# INSTRUCTIONS FOR THE TASK:
Count the lines in the records below that contain the string "chimney", and reply with only that number.

# PROVIDED DATA:
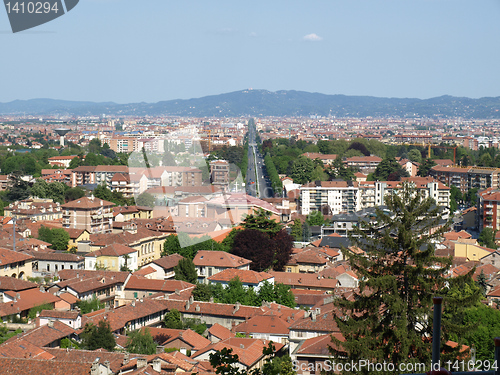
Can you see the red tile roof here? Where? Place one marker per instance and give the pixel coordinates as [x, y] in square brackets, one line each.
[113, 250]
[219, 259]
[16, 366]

...

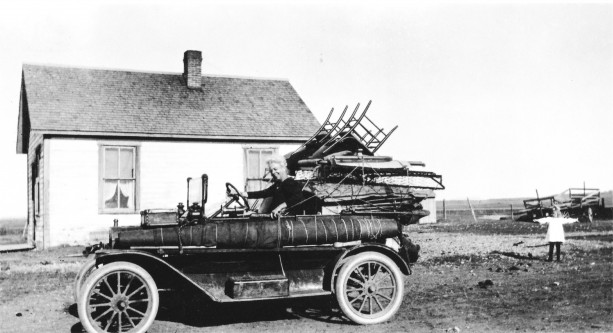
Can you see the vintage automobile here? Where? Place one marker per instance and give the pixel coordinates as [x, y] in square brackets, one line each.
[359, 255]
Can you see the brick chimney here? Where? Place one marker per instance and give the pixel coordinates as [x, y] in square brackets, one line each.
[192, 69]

# THE SOLUTION:
1